Provided text.
*** Block opens ***

According to an interview from 2024, Kovalkova left the Belarusian Christian Democracy party and is not a Christian anymore.

====Political activism====

In February–May 2020, Olga Kovalkova participated in the opposition primaries to choose a single candidate. Scandalous deputy Kanopatskaya paid 500 euros for Kovalkova's participation in the primaries. However, the campaign failed due to Kovalkova's lack of fame in Belarus and lack of a team. She did not apply for the presidential election and did not take any part in the work of the united headquarters of the opposition in the 2020 election.

====Post-election protests====
In August 2020, Kovalkova joined the presidium of the Coordination Council which coordinates the transition of political power from president Alexander Lukashenko, who claims to have won the 2020 Belarusian presidential election. Kovalkova served as the representative of Sviatlana Tsikhanouskaya during the formation of the council.

On 20 August 2020, Alexander Konyuk, the Prosecutor-General of Belarus, initiated criminal proceedings against the members of the Coordination Council under Article 361 of the Belarusian Criminal Code on the grounds of attempting to seize state power and harming national security.

*** Block closes ***

Directions.
Write the next part of the text on Olga Kovalkova's political activity, starting after its final sentence about the criminal proceedings against the Coordination Council.

Provided data.
*** Block opens ***

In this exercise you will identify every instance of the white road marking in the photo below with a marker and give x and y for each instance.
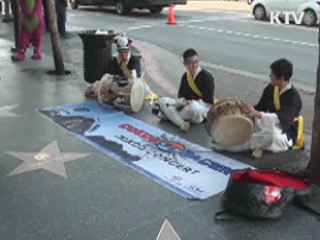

*** Block closes ***

Response box.
On 24 August 2020, Kovalkova and fellow presidium member, Sergei Dylevsky, were detained by the security services whilst attempting to support striking workers at the Minsk Tractor Works factory. Kovalkova was sentenced to 10 days imprisonment the following day.

On September 5, 2020, KGB officers took Olga Kovalka to the border with Poland, where she passed control and left Belarus.
On 5 September 2020, Kovalkova had to leave for Warsaw, Poland, after her release from prison. She reported that authorities warned her of further arrests if she did not leave the country. Kovalkova was forcibly exiled by authorities from Belarus.

In March 2023, Kovalkova was convicted to 12 years in prison in absentia. Tsikhanouskaya and several other leaders of the 2020 protests were convicted in absentia on the same day.

== Awards and recognitions ==
In December 2020, Kovalkova was named among the representatives of the Democratic Belarusian opposition honored with the Sakharov Prize by the European Parliament.